> _Supplied text_:
*** Block opens ***
The Earth's integrated system of atmosphere, hydrosphere, and biosphere is driven by the energy of solar radiation just as we are, and even the system of the solid Earth (lithosphere) is driven by the decay energy of radioactive elements in the Earth. The boundary region between these four spheres is called the Geosphere, and these four spheres interact through the circulation of energy and materials. A huge variety of episodes has occurred and evolved in the Geosphere during the long history of the Earth, and we human beings are the newest product of this sphere. Our Department of Geoenvironmental Science is pursuing changes in the past, present, and future of the Geosphere's environment from ancient rocks and sediments through current knowledge of physics, chemistry and biology, which are not yet fully understood only by using today's observational research, from the viewpoint that they are snapshots of the evolving Geosphere. Our Department is coming to a better understanding of the Earth's environmental system because current human activities are having serious consequences on the Earth's environment.
Research on highly advanced Earth and Planetary Science is required to address new topics and find new tools to not only understand the phenomena of Earth but also those of space environments. These include studies on the ultra-high pressure of planetary minerals, the evolution of materials and life on Earth and in space environments, the formation of low-gravity materials in space, and various molecular-scale materials-formation mechanisms. The Department of Earth Science has not hesitated to adopt novel methods and to develop advanced techniques for synchrotrons, microgravity, and novel in-situ observation systems for crystal growth and phase transition.
*** Block closes ***
> _Pointing data grounded in images_:
*** Block opens ***
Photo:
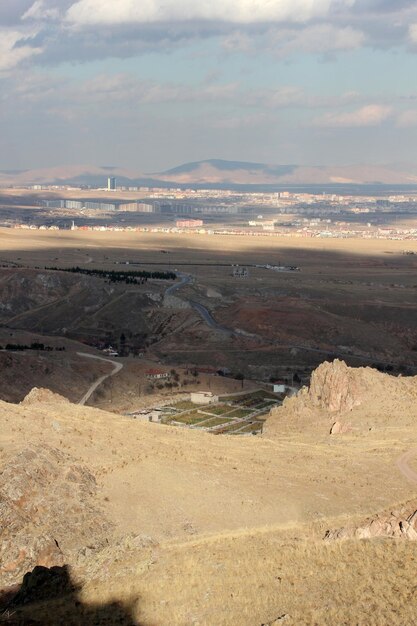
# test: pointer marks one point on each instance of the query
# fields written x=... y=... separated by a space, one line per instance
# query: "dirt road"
x=403 y=466
x=117 y=366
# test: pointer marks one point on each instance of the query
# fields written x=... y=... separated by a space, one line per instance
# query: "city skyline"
x=149 y=86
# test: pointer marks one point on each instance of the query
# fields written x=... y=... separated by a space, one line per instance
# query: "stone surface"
x=43 y=493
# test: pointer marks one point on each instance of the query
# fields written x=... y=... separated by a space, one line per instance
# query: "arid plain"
x=166 y=525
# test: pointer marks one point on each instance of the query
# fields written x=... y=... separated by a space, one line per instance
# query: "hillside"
x=219 y=172
x=166 y=525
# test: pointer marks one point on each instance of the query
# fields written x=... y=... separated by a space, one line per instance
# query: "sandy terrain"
x=222 y=530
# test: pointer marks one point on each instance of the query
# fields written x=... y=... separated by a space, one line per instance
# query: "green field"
x=183 y=405
x=251 y=428
x=240 y=413
x=189 y=418
x=219 y=409
x=216 y=421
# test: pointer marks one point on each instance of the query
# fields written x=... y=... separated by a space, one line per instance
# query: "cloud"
x=317 y=38
x=87 y=12
x=40 y=11
x=15 y=48
x=407 y=119
x=369 y=115
x=412 y=33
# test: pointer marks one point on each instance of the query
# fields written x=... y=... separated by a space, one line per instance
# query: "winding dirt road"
x=403 y=466
x=117 y=366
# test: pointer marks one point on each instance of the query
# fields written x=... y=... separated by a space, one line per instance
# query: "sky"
x=148 y=85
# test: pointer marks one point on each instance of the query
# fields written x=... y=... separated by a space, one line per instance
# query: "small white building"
x=203 y=397
x=154 y=374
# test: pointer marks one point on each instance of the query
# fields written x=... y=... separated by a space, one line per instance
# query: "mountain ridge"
x=222 y=172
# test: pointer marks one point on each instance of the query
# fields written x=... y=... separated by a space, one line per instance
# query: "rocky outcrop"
x=339 y=428
x=43 y=493
x=400 y=524
x=336 y=387
x=41 y=395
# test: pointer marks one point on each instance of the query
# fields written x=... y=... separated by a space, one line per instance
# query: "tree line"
x=128 y=277
x=33 y=346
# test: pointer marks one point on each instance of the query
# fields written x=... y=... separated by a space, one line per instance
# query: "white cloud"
x=39 y=11
x=317 y=38
x=370 y=115
x=412 y=33
x=12 y=51
x=110 y=12
x=406 y=119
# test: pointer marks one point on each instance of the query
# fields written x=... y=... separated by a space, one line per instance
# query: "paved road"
x=209 y=320
x=185 y=280
x=403 y=466
x=117 y=366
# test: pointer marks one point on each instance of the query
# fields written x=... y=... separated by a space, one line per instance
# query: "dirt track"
x=404 y=468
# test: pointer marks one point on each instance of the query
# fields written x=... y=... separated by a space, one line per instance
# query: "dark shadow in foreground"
x=48 y=597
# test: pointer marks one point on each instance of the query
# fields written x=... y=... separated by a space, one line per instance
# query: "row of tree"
x=128 y=277
x=33 y=346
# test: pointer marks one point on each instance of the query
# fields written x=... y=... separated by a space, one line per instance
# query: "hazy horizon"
x=149 y=87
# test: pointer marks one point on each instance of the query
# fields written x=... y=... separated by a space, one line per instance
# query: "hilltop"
x=175 y=526
x=220 y=172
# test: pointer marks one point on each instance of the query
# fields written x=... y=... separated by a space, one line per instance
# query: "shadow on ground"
x=48 y=596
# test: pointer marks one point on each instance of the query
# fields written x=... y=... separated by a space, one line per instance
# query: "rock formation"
x=43 y=492
x=400 y=524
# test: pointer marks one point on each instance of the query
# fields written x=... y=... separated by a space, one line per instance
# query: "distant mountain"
x=219 y=173
x=244 y=173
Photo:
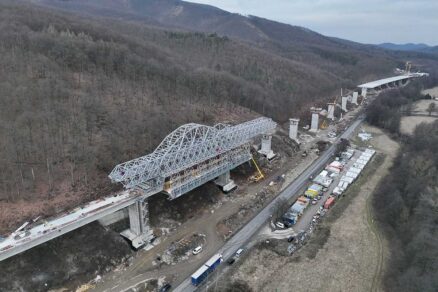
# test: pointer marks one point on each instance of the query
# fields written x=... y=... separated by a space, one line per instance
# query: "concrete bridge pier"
x=293 y=129
x=139 y=232
x=266 y=148
x=225 y=182
x=354 y=98
x=314 y=125
x=364 y=92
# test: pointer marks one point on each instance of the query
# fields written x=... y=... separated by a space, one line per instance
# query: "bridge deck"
x=377 y=83
x=20 y=241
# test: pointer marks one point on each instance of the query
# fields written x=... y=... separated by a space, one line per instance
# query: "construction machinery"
x=258 y=175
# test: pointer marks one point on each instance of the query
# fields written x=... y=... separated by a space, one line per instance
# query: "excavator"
x=258 y=175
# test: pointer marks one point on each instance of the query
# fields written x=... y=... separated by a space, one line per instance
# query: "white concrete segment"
x=246 y=232
x=377 y=83
x=17 y=243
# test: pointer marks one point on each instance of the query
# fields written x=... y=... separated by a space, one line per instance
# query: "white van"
x=280 y=225
x=197 y=250
x=239 y=252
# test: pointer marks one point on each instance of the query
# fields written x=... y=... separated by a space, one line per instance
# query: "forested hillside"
x=78 y=96
x=407 y=208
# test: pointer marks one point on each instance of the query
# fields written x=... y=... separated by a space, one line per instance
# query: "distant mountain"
x=405 y=47
x=195 y=17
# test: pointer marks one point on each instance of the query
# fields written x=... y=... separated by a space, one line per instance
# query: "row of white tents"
x=353 y=172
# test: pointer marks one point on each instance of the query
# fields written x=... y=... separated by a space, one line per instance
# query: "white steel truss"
x=187 y=146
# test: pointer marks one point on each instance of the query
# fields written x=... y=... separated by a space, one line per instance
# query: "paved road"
x=244 y=235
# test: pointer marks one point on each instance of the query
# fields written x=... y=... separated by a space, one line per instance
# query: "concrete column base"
x=225 y=182
x=139 y=232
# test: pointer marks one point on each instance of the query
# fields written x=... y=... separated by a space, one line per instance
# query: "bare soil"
x=347 y=257
x=423 y=104
x=432 y=91
x=408 y=124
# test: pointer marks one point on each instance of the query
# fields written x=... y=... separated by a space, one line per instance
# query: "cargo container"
x=206 y=269
x=329 y=203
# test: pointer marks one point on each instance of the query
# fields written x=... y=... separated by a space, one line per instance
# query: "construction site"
x=206 y=192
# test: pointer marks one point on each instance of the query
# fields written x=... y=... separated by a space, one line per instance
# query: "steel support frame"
x=192 y=178
x=187 y=146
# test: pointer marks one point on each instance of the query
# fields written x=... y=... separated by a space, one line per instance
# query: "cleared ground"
x=408 y=124
x=352 y=257
x=432 y=91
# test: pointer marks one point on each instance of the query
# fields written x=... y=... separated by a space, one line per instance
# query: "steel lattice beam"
x=185 y=147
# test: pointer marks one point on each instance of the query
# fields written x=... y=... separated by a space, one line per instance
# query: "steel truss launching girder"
x=187 y=146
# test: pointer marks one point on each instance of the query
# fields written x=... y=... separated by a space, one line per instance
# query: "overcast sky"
x=365 y=21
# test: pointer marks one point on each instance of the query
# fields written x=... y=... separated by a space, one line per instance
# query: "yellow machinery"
x=257 y=176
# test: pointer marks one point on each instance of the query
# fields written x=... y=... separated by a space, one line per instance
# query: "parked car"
x=197 y=250
x=280 y=225
x=165 y=288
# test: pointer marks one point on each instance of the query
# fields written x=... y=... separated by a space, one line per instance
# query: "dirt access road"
x=352 y=258
x=141 y=270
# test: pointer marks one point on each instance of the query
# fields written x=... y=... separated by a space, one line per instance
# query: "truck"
x=329 y=203
x=296 y=210
x=207 y=268
x=313 y=191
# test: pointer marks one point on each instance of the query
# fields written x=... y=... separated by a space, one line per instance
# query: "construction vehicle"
x=258 y=175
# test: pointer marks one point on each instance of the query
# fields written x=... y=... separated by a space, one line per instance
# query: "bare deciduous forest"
x=406 y=206
x=78 y=96
x=406 y=203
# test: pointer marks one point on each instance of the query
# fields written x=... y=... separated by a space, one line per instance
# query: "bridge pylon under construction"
x=188 y=157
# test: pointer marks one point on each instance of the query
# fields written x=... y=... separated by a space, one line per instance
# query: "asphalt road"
x=245 y=234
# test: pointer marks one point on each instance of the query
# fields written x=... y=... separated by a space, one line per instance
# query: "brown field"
x=351 y=259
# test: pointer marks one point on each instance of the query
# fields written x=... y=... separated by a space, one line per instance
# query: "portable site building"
x=355 y=169
x=324 y=181
x=333 y=169
x=370 y=151
x=313 y=191
x=330 y=202
x=347 y=179
x=353 y=175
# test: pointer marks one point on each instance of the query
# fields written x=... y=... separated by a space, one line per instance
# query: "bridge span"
x=388 y=83
x=188 y=157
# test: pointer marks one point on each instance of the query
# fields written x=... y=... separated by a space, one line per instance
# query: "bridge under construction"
x=188 y=157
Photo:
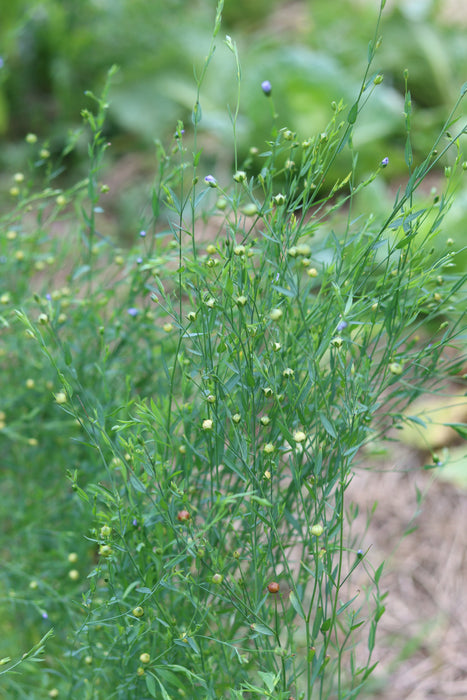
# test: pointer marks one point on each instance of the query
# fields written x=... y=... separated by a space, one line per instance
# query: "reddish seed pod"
x=183 y=516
*** Block closes ***
> _What you will do_: Please pick up the Earth science text where it stops and continue it. The material has no connection to the Earth science text.

> _Answer space_:
The land that we stand on, the air that we breath, the food that we eat, all are products of the past 4.6 billion years Earth history. We human beings too. How were we created? Where we will go? The Department of Biology was established in 1922 and has been producing a number of graduates and postgraduates active in both academic and non-academic world. Since the Department was founded, the priority-in-research and open-door spirits of Tohoku University prevail over the Department as well. While the Department has kept the spirit and tradition founded by the pioneers on the one hand, it is promoting updated research activities in response to ever-developing biological sciences on the other. Present research activities cover the wide range of basic biology, from molecular and cellular biology through ecology and evolutionary biology. Three facilities, the Asamushi Laboratory of Marine Biology, the Mount Hakkoda Botanical Laboratory, and the Botanical Garden, also contribute to the education and research activities in the Department. In 2001, the whole department was reorganized to establish the Graduate School of Life Sciences. We more than welcome talented biologists and students to promote and enjoy biological sciences in Sendai.